### EXCERPT

The attack took place in southwestern Khulna city, days after the killing of prominent youth leader Sharif Osman Hadi.

"The Khulna Division head of NCP (National Citizen Party) and central coordinator of the party’s workers front, Motaleb Shikder, was shot a few minutes ago," NCP’s joint principal coordinator Mahmuda Mitu said in a Facebook post.

Mitu, a doctor, said Shikder was rushed to Khulna Medical College Hospital in a critical condition.

The Kaler Kantha newspaper, quoting hospital sources, said Shikder was shot on the left side of his head, and he was bleeding profusely when he was brought to the facility, where the doctors started emergency treatment.

The attack came days after Hadi, a prominent leader of the student-led protests last year that led to the ouster of the prime minister Sheikh Hasina-led Awami League government, was shot in the head on December 12 by masked gunmen at an election campaign in central Dhaka’s Bijoynagar area.

The 32-year-old Inqilab Mancha spokesperson died while undergoing treatment in Singapore on Thursday. Hadi was a candidate for the scheduled February 12 general elections.

######
### PROVIDED INFORMATION

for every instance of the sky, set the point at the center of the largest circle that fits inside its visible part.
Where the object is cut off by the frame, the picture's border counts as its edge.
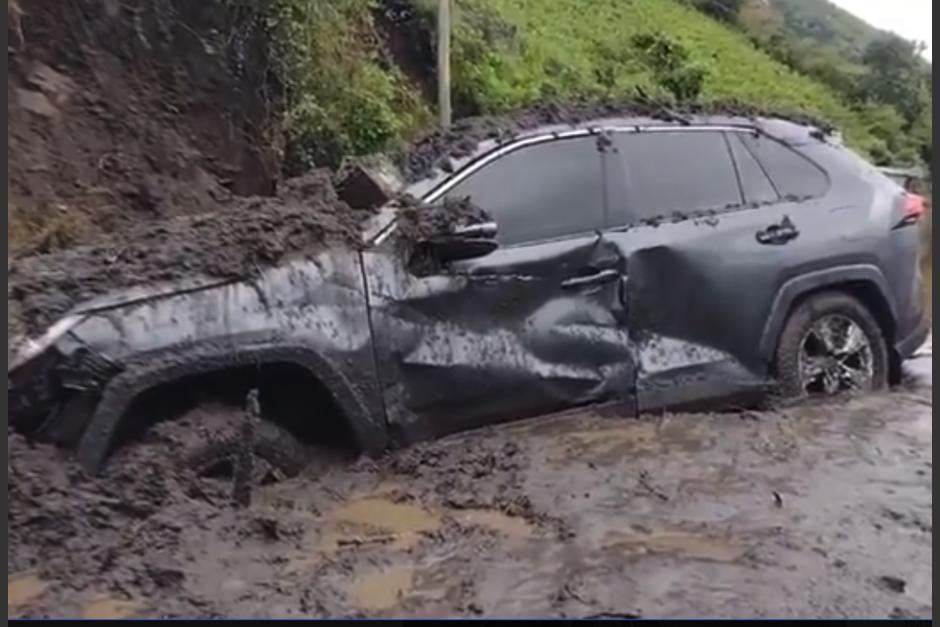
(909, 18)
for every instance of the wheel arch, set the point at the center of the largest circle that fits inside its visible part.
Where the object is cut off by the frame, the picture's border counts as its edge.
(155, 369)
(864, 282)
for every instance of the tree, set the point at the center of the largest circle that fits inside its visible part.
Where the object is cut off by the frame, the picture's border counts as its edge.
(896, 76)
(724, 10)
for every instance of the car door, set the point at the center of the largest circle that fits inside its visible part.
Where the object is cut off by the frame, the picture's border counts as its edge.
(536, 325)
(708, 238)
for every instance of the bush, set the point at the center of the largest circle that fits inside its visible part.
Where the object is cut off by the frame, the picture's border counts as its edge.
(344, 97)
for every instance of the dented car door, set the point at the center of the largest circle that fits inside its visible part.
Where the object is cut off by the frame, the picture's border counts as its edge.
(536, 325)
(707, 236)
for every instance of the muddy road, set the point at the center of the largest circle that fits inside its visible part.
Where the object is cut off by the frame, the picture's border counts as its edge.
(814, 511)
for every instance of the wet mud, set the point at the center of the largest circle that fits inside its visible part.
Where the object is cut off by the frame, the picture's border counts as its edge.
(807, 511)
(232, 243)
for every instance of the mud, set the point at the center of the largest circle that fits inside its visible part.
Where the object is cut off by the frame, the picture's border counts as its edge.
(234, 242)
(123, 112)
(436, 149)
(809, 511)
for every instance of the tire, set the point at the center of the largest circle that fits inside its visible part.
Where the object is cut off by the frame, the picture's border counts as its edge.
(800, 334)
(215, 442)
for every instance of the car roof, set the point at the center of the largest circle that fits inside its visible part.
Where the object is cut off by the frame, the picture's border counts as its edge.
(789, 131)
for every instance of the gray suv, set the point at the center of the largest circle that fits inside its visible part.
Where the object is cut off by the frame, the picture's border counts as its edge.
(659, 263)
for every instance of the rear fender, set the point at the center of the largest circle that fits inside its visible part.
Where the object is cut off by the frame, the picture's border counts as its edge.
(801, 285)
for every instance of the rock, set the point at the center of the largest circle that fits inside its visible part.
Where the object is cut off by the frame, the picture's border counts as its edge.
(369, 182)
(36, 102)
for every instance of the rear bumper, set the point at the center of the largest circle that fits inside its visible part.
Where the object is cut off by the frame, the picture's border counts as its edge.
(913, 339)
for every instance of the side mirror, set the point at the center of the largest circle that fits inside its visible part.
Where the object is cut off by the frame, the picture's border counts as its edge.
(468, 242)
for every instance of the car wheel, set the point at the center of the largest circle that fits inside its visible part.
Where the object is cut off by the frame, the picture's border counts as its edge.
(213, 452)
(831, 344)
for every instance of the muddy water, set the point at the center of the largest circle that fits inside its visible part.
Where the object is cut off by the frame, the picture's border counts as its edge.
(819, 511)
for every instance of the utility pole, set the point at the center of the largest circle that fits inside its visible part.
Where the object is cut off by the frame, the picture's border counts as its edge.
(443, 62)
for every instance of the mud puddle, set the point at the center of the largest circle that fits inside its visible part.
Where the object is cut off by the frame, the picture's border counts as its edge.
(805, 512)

######
### PROVIDED INFORMATION

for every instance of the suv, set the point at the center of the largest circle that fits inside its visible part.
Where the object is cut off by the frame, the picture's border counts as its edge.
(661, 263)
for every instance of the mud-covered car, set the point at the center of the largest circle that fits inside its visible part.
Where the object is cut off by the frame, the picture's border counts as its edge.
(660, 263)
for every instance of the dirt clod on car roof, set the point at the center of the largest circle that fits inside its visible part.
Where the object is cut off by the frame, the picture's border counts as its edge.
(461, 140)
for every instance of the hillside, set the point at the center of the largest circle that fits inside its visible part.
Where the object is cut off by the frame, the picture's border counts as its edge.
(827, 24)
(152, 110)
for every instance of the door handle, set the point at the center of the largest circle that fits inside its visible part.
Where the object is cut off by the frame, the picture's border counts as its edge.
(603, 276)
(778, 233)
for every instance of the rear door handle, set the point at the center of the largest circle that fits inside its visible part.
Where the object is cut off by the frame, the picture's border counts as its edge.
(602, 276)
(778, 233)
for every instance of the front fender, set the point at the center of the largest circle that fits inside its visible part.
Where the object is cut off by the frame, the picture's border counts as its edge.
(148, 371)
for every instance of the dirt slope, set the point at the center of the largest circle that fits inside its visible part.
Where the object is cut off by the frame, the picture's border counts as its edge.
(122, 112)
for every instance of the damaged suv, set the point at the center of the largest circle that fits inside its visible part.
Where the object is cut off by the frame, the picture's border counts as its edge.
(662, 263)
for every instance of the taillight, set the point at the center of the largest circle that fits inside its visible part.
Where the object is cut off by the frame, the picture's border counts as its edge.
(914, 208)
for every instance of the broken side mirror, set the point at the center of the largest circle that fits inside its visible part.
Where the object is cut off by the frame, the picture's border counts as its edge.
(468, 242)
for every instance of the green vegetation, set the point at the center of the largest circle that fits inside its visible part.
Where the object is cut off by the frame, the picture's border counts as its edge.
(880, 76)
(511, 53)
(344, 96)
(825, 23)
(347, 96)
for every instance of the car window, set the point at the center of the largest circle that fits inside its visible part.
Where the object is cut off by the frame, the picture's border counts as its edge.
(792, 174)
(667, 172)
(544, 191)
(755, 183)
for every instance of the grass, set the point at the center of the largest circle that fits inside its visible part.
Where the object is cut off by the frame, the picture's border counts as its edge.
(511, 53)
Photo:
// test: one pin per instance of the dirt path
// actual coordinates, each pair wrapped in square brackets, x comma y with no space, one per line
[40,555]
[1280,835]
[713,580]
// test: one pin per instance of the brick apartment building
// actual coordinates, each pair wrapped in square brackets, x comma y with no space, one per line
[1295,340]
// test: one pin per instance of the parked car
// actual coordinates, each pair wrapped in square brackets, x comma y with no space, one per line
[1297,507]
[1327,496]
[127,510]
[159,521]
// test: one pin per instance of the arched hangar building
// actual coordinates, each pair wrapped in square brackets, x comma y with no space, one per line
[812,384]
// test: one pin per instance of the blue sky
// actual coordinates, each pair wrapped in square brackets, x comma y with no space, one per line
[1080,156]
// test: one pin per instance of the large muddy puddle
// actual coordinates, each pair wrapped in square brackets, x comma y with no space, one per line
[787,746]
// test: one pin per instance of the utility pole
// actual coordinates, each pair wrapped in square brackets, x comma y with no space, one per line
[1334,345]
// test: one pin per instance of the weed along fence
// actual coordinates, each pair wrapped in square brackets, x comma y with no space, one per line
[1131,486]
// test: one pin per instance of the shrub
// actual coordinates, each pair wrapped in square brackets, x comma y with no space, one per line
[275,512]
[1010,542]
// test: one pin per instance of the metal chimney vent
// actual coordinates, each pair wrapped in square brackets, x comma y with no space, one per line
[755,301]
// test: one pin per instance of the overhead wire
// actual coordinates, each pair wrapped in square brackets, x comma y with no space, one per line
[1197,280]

######

▶ _STUDY QUESTIONS_:
1. Rewrite the excerpt on the Khulna shooting from "The attack took" up to and including "started emergency treatment.", changing "Shikder" to "Sikder" wherever it occurs.
2. Write what comes next in the news report on the shooting in Khulna, starting right after its final sentence.

▶ _RESPONSES PER TASK_:
1.
The attack took place in southwestern Khulna city, days after the killing of prominent youth leader Sharif Osman Hadi.

"The Khulna Division head of NCP (National Citizen Party) and central coordinator of the party’s workers front, Motaleb Sikder, was shot a few minutes ago," NCP’s joint principal coordinator Mahmuda Mitu said in a Facebook post.

Mitu, a doctor, said Sikder was rushed to Khulna Medical College Hospital in a critical condition.

The Kaler Kantha newspaper, quoting hospital sources, said Sikder was shot on the left side of his head, and he was bleeding profusely when he was brought to the facility, where the doctors started emergency treatment.

2.
The interim government of Muhammad Yunus staged a nationwide mourning for Hadi’s death on Saturday and said no stone would be left unturned to track down his killers as violence erupted in Dhaka and other major cities afresh over the attack and subsequent death.

Faisal Karim Masud's parents, wife and a female friend of the prime suspect have been arrested by police, but said they were unsure about his current whereabouts.

After Monday’s clandestine attack on Shikder in Khulna city’s Majid Sarani area, police said they were yet at dark about the attack perpetrators or motive but launched an “immediate manhunt” for their arrest.

Local police station chief Animesh Mondal, however, informed reporters that Khulna Medical College Hospital (KMCH) authorities now shifted Shikder to its City Imaging Centre to pinpoint the state of his injury.